### Entries provided
——

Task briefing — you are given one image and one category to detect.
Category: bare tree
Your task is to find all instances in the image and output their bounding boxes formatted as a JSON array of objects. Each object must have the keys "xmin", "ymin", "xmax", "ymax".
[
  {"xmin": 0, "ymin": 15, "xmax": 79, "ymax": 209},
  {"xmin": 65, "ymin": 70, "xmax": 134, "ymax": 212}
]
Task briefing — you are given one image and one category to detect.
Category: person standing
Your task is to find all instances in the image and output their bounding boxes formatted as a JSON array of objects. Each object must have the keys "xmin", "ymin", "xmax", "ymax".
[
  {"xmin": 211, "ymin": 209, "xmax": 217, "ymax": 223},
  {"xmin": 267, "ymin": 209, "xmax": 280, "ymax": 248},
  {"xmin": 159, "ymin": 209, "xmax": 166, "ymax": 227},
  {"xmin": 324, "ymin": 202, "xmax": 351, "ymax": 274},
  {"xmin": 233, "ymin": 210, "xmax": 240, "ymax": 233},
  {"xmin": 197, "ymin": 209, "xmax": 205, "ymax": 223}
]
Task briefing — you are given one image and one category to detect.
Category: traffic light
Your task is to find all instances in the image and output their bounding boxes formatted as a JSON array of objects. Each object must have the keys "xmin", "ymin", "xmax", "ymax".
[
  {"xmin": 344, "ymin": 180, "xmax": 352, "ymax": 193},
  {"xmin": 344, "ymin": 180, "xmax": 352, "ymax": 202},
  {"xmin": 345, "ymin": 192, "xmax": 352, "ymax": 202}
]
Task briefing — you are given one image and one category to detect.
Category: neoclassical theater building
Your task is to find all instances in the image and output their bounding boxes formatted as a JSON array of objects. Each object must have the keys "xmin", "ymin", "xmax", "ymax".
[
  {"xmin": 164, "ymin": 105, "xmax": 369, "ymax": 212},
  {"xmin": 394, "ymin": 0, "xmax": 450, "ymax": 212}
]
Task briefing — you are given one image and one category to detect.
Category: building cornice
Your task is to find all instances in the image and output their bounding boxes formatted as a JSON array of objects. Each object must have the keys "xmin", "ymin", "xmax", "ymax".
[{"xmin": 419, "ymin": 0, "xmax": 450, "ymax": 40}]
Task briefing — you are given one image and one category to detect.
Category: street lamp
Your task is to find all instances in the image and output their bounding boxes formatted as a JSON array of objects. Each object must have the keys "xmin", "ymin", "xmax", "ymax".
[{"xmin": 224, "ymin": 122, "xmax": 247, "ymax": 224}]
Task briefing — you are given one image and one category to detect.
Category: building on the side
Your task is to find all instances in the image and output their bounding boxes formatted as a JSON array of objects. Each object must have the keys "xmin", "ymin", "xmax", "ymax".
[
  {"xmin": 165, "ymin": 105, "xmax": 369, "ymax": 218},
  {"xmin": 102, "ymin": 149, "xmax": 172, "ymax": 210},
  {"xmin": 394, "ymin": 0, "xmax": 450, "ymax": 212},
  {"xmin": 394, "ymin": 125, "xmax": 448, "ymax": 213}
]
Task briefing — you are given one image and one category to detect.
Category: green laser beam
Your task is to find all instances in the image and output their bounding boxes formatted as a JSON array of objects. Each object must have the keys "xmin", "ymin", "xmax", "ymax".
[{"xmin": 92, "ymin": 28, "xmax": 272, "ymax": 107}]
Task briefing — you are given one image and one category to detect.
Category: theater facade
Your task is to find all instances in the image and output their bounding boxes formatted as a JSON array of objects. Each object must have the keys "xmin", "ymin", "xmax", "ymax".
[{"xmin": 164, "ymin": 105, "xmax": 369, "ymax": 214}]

——

### Required work
Print every record exactly as it was given.

### Exercise solution
Task briefing — you are given one image and one category to detect.
Category: bare tree
Your task is to find all instances in the image and output their bounding boxes formatted as a JSON array of objects. Each object must have the keys "xmin", "ymin", "xmax", "ymax".
[
  {"xmin": 0, "ymin": 15, "xmax": 79, "ymax": 209},
  {"xmin": 65, "ymin": 70, "xmax": 134, "ymax": 212}
]
Task briefing — you are given one image and one category to detect.
Category: person standing
Your task is to find all instances in the image and output their bounding boxes formatted as a JSON array of objects. Each object must have the keys "xmin", "ymin", "xmax", "ymax".
[
  {"xmin": 211, "ymin": 209, "xmax": 217, "ymax": 223},
  {"xmin": 267, "ymin": 209, "xmax": 280, "ymax": 248},
  {"xmin": 159, "ymin": 209, "xmax": 166, "ymax": 227},
  {"xmin": 324, "ymin": 202, "xmax": 351, "ymax": 274},
  {"xmin": 233, "ymin": 210, "xmax": 240, "ymax": 233},
  {"xmin": 197, "ymin": 209, "xmax": 205, "ymax": 223}
]
Task briefing — you are given one image and one category to detect.
Category: traffic light
Your task is to find all instances in the image and output their bounding boxes formatted as a JSON array of objects. Each object must have the keys "xmin", "ymin", "xmax", "ymax".
[
  {"xmin": 344, "ymin": 180, "xmax": 352, "ymax": 193},
  {"xmin": 344, "ymin": 180, "xmax": 352, "ymax": 202},
  {"xmin": 345, "ymin": 192, "xmax": 352, "ymax": 202}
]
Task briefing — you are given one image and one category to detect.
Category: neoclassical theater building
Your task is to find all instances in the image and output their bounding boxes formatted as a JSON array of objects. Each object must have the keys "xmin", "ymin", "xmax", "ymax".
[
  {"xmin": 164, "ymin": 105, "xmax": 369, "ymax": 212},
  {"xmin": 394, "ymin": 0, "xmax": 450, "ymax": 212}
]
Task briefing — you are given one image and one category to detect.
Category: building cornice
Your task is to find all instances in the image and output their bounding boxes formatted as a JSON array of objects. Each object must have the keys "xmin", "ymin", "xmax", "ymax".
[{"xmin": 419, "ymin": 0, "xmax": 450, "ymax": 40}]
Task briefing — you are given one image and one category to detect.
Category: street lamp
Your task is to find all instances in the image and output their bounding boxes formatted as a JSON array of objects. Each object must have the keys "xmin", "ymin", "xmax", "ymax".
[{"xmin": 224, "ymin": 122, "xmax": 247, "ymax": 224}]
Task briefing — you are given one image and one category to detect.
Category: building on the side
Your task is to find all instances in the image and output their bounding boxes formatted as a JSON array of objects. Each object must have the keys "xmin", "ymin", "xmax", "ymax".
[
  {"xmin": 165, "ymin": 105, "xmax": 369, "ymax": 218},
  {"xmin": 102, "ymin": 149, "xmax": 172, "ymax": 210},
  {"xmin": 394, "ymin": 0, "xmax": 450, "ymax": 212},
  {"xmin": 394, "ymin": 125, "xmax": 448, "ymax": 213}
]
Task briefing — you are given one image and one category to detect.
Category: green laser beam
Your task is to find all instances in the image and output their bounding boxes formatted as a JSON array of objects. Each object must have the keys "xmin", "ymin", "xmax", "ymax".
[{"xmin": 92, "ymin": 28, "xmax": 272, "ymax": 107}]
Task briefing — you are given one image and one category to detect.
Category: theater facade
Your task is to find all instances in the image and output their bounding boxes formatted as a JSON array of objects. Each object must have the keys "xmin", "ymin", "xmax", "ymax".
[{"xmin": 164, "ymin": 105, "xmax": 369, "ymax": 214}]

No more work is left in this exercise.